(Region labeling listing)
********

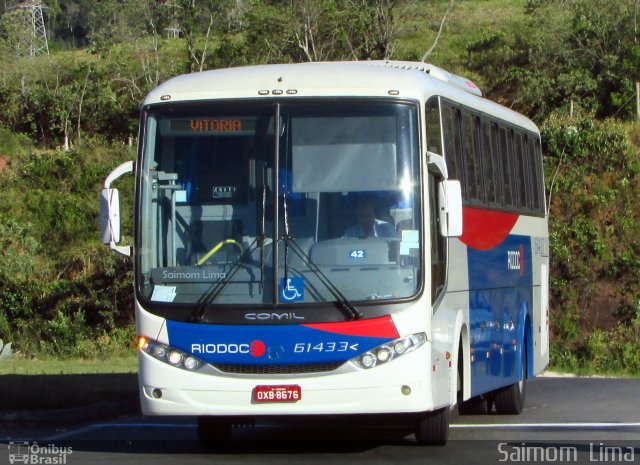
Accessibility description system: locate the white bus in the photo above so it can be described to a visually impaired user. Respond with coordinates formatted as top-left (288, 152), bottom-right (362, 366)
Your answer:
top-left (102, 62), bottom-right (549, 444)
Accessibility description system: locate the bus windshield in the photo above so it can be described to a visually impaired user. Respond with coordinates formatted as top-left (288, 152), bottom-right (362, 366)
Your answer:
top-left (136, 100), bottom-right (422, 306)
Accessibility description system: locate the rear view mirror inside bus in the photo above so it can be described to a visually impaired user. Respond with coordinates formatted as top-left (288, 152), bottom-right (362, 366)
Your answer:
top-left (438, 179), bottom-right (462, 237)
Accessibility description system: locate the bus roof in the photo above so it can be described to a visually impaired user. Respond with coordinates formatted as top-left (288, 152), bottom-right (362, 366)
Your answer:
top-left (144, 61), bottom-right (539, 133)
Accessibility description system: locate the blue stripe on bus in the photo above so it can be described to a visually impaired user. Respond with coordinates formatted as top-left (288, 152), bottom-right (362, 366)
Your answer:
top-left (167, 320), bottom-right (392, 365)
top-left (467, 235), bottom-right (533, 396)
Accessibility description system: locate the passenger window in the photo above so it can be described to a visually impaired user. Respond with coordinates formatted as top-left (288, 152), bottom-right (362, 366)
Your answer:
top-left (443, 105), bottom-right (464, 190)
top-left (480, 121), bottom-right (500, 205)
top-left (462, 113), bottom-right (484, 203)
top-left (425, 97), bottom-right (442, 155)
top-left (513, 133), bottom-right (529, 209)
top-left (527, 137), bottom-right (543, 213)
top-left (498, 128), bottom-right (515, 207)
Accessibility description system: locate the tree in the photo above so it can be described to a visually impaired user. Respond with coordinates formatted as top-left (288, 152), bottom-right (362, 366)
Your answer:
top-left (467, 0), bottom-right (640, 119)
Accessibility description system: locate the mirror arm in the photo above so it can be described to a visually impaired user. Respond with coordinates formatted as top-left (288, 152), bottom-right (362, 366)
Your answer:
top-left (104, 160), bottom-right (135, 257)
top-left (104, 160), bottom-right (135, 189)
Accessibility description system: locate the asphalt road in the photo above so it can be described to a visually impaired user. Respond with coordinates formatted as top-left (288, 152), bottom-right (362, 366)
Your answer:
top-left (0, 377), bottom-right (640, 465)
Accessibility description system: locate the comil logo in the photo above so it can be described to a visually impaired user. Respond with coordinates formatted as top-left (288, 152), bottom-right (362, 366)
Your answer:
top-left (191, 340), bottom-right (267, 357)
top-left (507, 246), bottom-right (524, 276)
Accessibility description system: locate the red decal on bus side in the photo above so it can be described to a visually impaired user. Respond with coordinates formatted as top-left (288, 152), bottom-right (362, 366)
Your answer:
top-left (460, 207), bottom-right (519, 250)
top-left (302, 316), bottom-right (400, 339)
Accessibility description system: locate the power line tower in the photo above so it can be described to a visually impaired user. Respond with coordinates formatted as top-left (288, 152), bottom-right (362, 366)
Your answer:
top-left (162, 0), bottom-right (182, 39)
top-left (17, 0), bottom-right (49, 57)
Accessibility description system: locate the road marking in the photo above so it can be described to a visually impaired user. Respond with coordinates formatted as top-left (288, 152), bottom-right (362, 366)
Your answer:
top-left (44, 422), bottom-right (640, 441)
top-left (44, 423), bottom-right (197, 441)
top-left (450, 422), bottom-right (640, 429)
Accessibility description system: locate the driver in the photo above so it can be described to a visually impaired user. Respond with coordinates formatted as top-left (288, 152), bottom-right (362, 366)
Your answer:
top-left (344, 199), bottom-right (398, 238)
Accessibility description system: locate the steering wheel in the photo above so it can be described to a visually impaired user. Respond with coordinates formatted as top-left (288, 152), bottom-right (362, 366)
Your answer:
top-left (198, 239), bottom-right (244, 266)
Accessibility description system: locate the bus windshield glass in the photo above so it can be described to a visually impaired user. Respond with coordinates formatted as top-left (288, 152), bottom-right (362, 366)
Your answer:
top-left (136, 100), bottom-right (422, 306)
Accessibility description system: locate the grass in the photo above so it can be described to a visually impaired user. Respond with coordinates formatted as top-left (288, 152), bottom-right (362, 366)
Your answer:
top-left (394, 0), bottom-right (528, 80)
top-left (0, 355), bottom-right (138, 376)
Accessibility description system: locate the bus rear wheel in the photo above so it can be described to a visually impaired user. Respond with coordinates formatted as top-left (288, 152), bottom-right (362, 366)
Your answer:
top-left (198, 416), bottom-right (233, 445)
top-left (415, 407), bottom-right (450, 446)
top-left (494, 345), bottom-right (527, 415)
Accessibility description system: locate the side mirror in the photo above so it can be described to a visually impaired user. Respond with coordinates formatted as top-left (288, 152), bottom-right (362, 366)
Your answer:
top-left (438, 179), bottom-right (462, 237)
top-left (100, 189), bottom-right (120, 245)
top-left (100, 161), bottom-right (134, 256)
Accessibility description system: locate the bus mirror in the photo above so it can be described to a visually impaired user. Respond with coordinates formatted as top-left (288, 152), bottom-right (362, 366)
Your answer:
top-left (438, 179), bottom-right (462, 237)
top-left (100, 161), bottom-right (134, 256)
top-left (100, 189), bottom-right (120, 244)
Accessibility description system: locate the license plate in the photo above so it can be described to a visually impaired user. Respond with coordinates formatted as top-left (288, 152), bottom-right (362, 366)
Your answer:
top-left (253, 384), bottom-right (302, 403)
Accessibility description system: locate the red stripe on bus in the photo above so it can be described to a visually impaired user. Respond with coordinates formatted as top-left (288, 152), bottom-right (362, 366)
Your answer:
top-left (460, 207), bottom-right (520, 250)
top-left (302, 316), bottom-right (400, 339)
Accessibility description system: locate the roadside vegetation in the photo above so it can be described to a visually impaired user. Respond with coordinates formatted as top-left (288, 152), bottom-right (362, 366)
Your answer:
top-left (0, 0), bottom-right (640, 375)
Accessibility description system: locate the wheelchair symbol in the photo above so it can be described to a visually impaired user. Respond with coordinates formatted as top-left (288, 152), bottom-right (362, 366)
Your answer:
top-left (280, 278), bottom-right (304, 302)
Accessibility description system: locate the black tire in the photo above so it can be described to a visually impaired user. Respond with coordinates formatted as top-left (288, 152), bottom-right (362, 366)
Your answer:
top-left (198, 416), bottom-right (232, 446)
top-left (415, 407), bottom-right (450, 446)
top-left (458, 396), bottom-right (489, 415)
top-left (493, 338), bottom-right (527, 415)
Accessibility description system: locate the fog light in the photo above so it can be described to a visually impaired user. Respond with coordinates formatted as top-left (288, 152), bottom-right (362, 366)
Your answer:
top-left (360, 352), bottom-right (376, 368)
top-left (393, 341), bottom-right (407, 355)
top-left (167, 350), bottom-right (182, 365)
top-left (376, 347), bottom-right (391, 363)
top-left (184, 357), bottom-right (199, 371)
top-left (153, 345), bottom-right (167, 358)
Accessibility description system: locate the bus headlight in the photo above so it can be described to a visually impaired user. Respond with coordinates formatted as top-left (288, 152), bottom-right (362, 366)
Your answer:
top-left (350, 333), bottom-right (427, 369)
top-left (138, 336), bottom-right (204, 371)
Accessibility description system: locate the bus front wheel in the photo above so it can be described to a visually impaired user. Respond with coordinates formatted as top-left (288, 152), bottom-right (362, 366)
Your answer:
top-left (415, 407), bottom-right (450, 446)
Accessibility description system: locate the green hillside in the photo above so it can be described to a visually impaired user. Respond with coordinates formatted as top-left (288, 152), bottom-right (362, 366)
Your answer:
top-left (0, 0), bottom-right (640, 375)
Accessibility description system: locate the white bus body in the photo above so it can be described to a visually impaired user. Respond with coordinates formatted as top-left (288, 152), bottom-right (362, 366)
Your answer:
top-left (103, 62), bottom-right (549, 443)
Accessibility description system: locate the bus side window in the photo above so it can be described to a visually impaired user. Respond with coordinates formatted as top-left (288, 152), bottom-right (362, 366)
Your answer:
top-left (443, 105), bottom-right (466, 192)
top-left (429, 173), bottom-right (447, 304)
top-left (425, 97), bottom-right (442, 155)
top-left (462, 112), bottom-right (484, 203)
top-left (498, 128), bottom-right (515, 207)
top-left (480, 120), bottom-right (500, 205)
top-left (527, 136), bottom-right (542, 213)
top-left (513, 132), bottom-right (531, 210)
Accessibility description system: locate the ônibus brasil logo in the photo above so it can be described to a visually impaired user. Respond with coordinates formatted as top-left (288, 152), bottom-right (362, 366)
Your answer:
top-left (191, 340), bottom-right (267, 357)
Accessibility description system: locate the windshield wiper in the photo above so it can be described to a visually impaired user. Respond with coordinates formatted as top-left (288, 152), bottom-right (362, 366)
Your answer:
top-left (284, 236), bottom-right (364, 320)
top-left (189, 237), bottom-right (260, 323)
top-left (282, 190), bottom-right (364, 320)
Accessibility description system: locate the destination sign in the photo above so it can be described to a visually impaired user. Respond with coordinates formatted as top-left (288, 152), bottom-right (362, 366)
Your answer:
top-left (169, 117), bottom-right (256, 134)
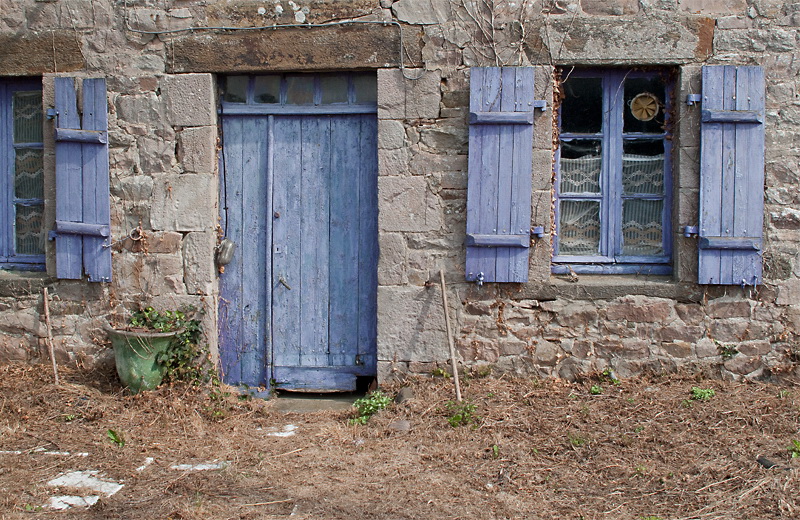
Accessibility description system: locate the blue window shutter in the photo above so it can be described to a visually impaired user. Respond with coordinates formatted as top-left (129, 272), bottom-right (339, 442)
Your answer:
top-left (54, 78), bottom-right (111, 282)
top-left (698, 65), bottom-right (764, 285)
top-left (466, 67), bottom-right (534, 282)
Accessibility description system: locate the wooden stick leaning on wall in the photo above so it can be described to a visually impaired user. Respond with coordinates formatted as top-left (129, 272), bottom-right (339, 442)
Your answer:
top-left (439, 269), bottom-right (461, 403)
top-left (42, 287), bottom-right (60, 386)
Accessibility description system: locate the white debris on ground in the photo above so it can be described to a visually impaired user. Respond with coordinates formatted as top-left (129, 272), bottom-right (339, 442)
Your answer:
top-left (136, 457), bottom-right (155, 473)
top-left (259, 424), bottom-right (297, 437)
top-left (170, 460), bottom-right (228, 471)
top-left (47, 470), bottom-right (123, 510)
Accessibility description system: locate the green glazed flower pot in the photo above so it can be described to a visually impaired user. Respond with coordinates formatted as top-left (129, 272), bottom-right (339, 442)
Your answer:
top-left (105, 324), bottom-right (180, 394)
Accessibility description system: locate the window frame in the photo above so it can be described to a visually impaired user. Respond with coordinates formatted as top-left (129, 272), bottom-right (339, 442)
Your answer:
top-left (0, 78), bottom-right (45, 271)
top-left (551, 67), bottom-right (676, 275)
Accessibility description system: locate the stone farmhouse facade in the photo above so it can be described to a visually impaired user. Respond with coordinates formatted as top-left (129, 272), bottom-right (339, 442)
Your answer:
top-left (0, 0), bottom-right (800, 390)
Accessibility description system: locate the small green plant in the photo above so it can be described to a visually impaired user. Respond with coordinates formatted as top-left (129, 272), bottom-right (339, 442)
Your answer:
top-left (349, 390), bottom-right (392, 424)
top-left (445, 401), bottom-right (479, 428)
top-left (714, 340), bottom-right (739, 361)
top-left (431, 367), bottom-right (450, 378)
top-left (106, 429), bottom-right (125, 448)
top-left (492, 444), bottom-right (500, 459)
top-left (786, 440), bottom-right (800, 459)
top-left (691, 386), bottom-right (717, 401)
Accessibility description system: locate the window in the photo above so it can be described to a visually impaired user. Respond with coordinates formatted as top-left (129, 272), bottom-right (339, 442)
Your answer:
top-left (222, 73), bottom-right (378, 106)
top-left (553, 69), bottom-right (672, 274)
top-left (0, 80), bottom-right (45, 270)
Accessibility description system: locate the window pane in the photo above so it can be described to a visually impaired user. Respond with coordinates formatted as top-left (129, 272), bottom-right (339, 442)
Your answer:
top-left (13, 91), bottom-right (42, 143)
top-left (561, 78), bottom-right (603, 134)
top-left (286, 76), bottom-right (314, 105)
top-left (319, 76), bottom-right (347, 104)
top-left (622, 199), bottom-right (664, 256)
top-left (14, 148), bottom-right (44, 199)
top-left (253, 76), bottom-right (281, 103)
top-left (622, 141), bottom-right (664, 195)
top-left (353, 74), bottom-right (378, 105)
top-left (558, 200), bottom-right (600, 256)
top-left (559, 139), bottom-right (603, 193)
top-left (623, 76), bottom-right (665, 133)
top-left (15, 204), bottom-right (44, 255)
top-left (223, 76), bottom-right (250, 103)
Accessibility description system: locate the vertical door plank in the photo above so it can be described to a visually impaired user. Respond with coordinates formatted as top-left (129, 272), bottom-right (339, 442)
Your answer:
top-left (241, 118), bottom-right (268, 385)
top-left (55, 78), bottom-right (83, 279)
top-left (698, 67), bottom-right (724, 284)
top-left (494, 67), bottom-right (517, 280)
top-left (328, 116), bottom-right (362, 366)
top-left (357, 115), bottom-right (378, 374)
top-left (508, 67), bottom-right (534, 282)
top-left (300, 117), bottom-right (330, 366)
top-left (718, 67), bottom-right (741, 283)
top-left (82, 78), bottom-right (111, 282)
top-left (219, 116), bottom-right (244, 384)
top-left (728, 67), bottom-right (764, 285)
top-left (272, 116), bottom-right (308, 366)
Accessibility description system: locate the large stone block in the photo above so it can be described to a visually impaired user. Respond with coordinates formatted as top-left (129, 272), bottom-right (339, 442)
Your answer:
top-left (378, 177), bottom-right (442, 231)
top-left (177, 126), bottom-right (217, 173)
top-left (392, 0), bottom-right (452, 25)
top-left (378, 69), bottom-right (442, 119)
top-left (378, 119), bottom-right (406, 150)
top-left (114, 253), bottom-right (186, 296)
top-left (678, 0), bottom-right (747, 16)
top-left (183, 231), bottom-right (217, 295)
top-left (606, 296), bottom-right (672, 323)
top-left (161, 74), bottom-right (217, 126)
top-left (378, 233), bottom-right (408, 285)
top-left (581, 0), bottom-right (639, 16)
top-left (378, 148), bottom-right (411, 175)
top-left (151, 174), bottom-right (217, 231)
top-left (378, 286), bottom-right (459, 362)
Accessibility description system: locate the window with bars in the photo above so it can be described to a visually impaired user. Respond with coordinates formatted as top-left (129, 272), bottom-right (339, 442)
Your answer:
top-left (0, 80), bottom-right (45, 270)
top-left (553, 69), bottom-right (672, 274)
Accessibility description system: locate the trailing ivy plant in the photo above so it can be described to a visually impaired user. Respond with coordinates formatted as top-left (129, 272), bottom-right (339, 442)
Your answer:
top-left (129, 306), bottom-right (209, 384)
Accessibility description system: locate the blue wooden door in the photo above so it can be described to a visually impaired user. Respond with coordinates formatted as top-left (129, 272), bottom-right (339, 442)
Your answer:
top-left (220, 72), bottom-right (378, 391)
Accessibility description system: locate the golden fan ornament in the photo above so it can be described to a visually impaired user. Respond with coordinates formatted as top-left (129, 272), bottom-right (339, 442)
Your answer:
top-left (631, 92), bottom-right (658, 121)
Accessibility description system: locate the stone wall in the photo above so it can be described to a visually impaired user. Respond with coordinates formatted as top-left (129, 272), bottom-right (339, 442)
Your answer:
top-left (0, 0), bottom-right (800, 379)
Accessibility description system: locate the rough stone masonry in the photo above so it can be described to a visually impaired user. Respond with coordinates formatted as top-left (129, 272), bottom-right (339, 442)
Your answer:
top-left (0, 0), bottom-right (800, 380)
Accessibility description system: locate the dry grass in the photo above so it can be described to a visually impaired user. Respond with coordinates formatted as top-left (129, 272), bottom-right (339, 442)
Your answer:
top-left (0, 366), bottom-right (800, 520)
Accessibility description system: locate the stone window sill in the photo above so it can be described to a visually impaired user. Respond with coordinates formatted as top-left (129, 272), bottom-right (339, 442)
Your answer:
top-left (0, 270), bottom-right (51, 297)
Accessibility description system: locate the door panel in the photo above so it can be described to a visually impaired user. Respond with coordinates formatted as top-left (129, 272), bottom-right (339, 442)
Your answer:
top-left (220, 114), bottom-right (378, 391)
top-left (219, 117), bottom-right (271, 386)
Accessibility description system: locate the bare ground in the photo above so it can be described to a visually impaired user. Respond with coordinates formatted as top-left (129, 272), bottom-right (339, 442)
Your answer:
top-left (0, 365), bottom-right (800, 520)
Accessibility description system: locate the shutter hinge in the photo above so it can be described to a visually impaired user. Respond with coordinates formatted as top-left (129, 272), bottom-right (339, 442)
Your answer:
top-left (531, 226), bottom-right (546, 238)
top-left (681, 226), bottom-right (700, 238)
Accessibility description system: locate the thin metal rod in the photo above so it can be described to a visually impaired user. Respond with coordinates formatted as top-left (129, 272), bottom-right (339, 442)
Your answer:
top-left (42, 287), bottom-right (60, 386)
top-left (439, 269), bottom-right (461, 403)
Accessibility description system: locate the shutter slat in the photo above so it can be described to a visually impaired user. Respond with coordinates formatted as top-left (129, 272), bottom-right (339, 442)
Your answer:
top-left (82, 78), bottom-right (111, 282)
top-left (466, 67), bottom-right (533, 282)
top-left (54, 77), bottom-right (111, 282)
top-left (698, 66), bottom-right (764, 285)
top-left (55, 78), bottom-right (83, 280)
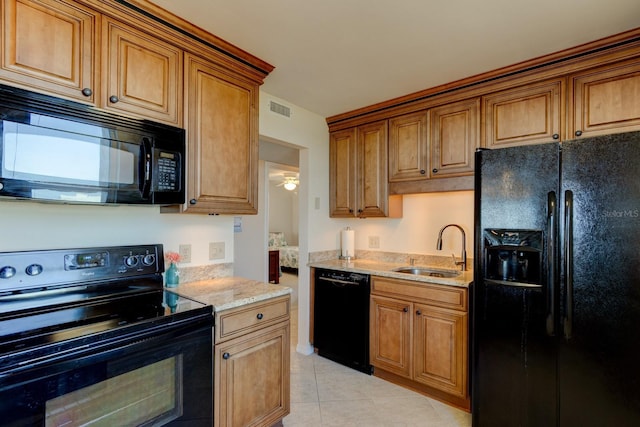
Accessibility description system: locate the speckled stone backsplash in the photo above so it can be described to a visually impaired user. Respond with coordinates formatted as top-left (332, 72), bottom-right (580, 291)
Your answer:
top-left (174, 262), bottom-right (233, 283)
top-left (309, 249), bottom-right (473, 269)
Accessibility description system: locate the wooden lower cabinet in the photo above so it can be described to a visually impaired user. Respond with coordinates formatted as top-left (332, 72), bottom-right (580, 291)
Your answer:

********

=== WHAT IS BEING ASKED ===
Put the listing, from its start through the line containing "top-left (102, 62), bottom-right (549, 444)", into a Markdown table with the columns Row and Listing line, skipping blank lines. Leave the pictures out.

=== ANSWER FOR THE TASK ===
| Row | Listing line |
|---|---|
| 1 | Accessibility description system: locate the white bus in the photo above so it can be described to a visually impaired user. Respond with coordinates formatted as top-left (288, 152), bottom-right (362, 366) |
| 2 | Your answer: |
| 3 | top-left (102, 62), bottom-right (549, 444) |